- **Task list**:
A: Translate this sentence from the bird park essay into Spanish: "A clean prison is still a prison, even if there is good landscaping, fresh paint, and inmates that are fascinating to look at."
B: Write out the part of the bird park essay that begins at the words "We shouldn’t be" and stops after "for the exit.".
C: In the bird park essay, at which park did the stork incident take place?

We hadn’t been in the park for 30 minutes before I realized we should leave, but then a stork shat on my arm, and that sealed the deal. It shouldn’t have taken a warm torrent of bird splatter to know it was time to go, but I know a cue when I see one. We were at the Kuala Lumpur Bird Park, and to be honest, it’s a pretty good zoo, as zoos go, with levels of space and cleanliness not found in many places that call themselves “animal sanctuaries.” There is some spectacular animal cruelty in Southeast Asia, and Kuala Lumpur Bird Park is not like that at all: by global zoo standards, it is a penthouse suite at a luxury resort.

However, it’s still a zoo. The animals are still contained in spaces far, far smaller than their natural habitat, and the walkways and lush hillsides are crowded with hundreds of species, many of them natural rivals. Birds of prey have it the worst, living in cramped, screened-in corridors lest they feed on their neighbors, and all birds there endure the constant containment of a net overhead. We saw both children and adults occasionally jeer the animals, sometimes so they could take a picture, and sometimes just for the hell of it, apparently. Even when the birds were not being hassled — admittedly, the behavior of zoo patrons varies widely — any bird residing there lives with the constant feeling of being watched.

I won’t continue giving money to some of these institutions just so my kids can gawk at a giraffe. And you know what? The kids are fine with that.

We shouldn’t be here, I thought. I looked at Keiko and the kids and could tell that they agreed — we had already seen too many unhappy-looking birds, and Felicia was near tears looking at some owls in small wire boxes. We were considering walking through one more exhibit when a particular stork’s foul (fowl?) defecation made its mark. We strode for the exit.

Fi at Chiang Mai zoo — An Epic EducationOk listen: I’m not about to take some moral high ground about animal rights and whatnot. I certainly have no right to. I’ve taken my kids to zoos and aquariums, and I’ve even recommended a few in blog posts and eBooks. I’ve made a point of avoiding the worst of them, but I think we may just stop going to them altogether, or at least become much more discerning about where we spend our money. I’ve been no savior to the animal kingdom. I’ve let my daughter feed a jaguar through a fence. I’ve paid for my kids to ride elephants in Thailand and “train” dolphins in Okinawa. I regret it now, but I won’t hide it from you, either. And hey, I still eat meat — not as much as I used to, perhaps, but a lot. At almost every meal, I dine on creatures from the sea and the farm, and often many that weren’t raised in either. So I can’t really jump on some soapbox or read off PETA talking points, even though I sympathize with them now more than any other time in my life. What I can do, however, is say that I won’t continue giving money to some of these institutions just so my kids can gawk at a giraffe. And you know what? The kids are fine with that. I thought I might have to explain how I felt in more detail to them, but they weren’t happy seeing animals in these kind of conditions any more than I was.

A clean prison is still a prison, even if there is good landscaping, fresh paint, and inmates that are fascinating to look at.

- **Available data**:
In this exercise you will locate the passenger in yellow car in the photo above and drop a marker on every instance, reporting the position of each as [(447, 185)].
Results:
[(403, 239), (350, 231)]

- **Answers provided**:
A: Una prisión limpia sigue siendo una prisión, aunque tenga un buen paisajismo, pintura fresca y reclusos fascinantes de observar.

B:
We shouldn’t be here, I thought. I looked at Keiko and the kids and could tell that they agreed — we had already seen too many unhappy-looking birds, and Felicia was near tears looking at some owls in small wire boxes. We were considering walking through one more exhibit when a particular stork’s foul (fowl?) defecation made its mark. We strode for the exit.

C: The Kuala Lumpur Bird Park.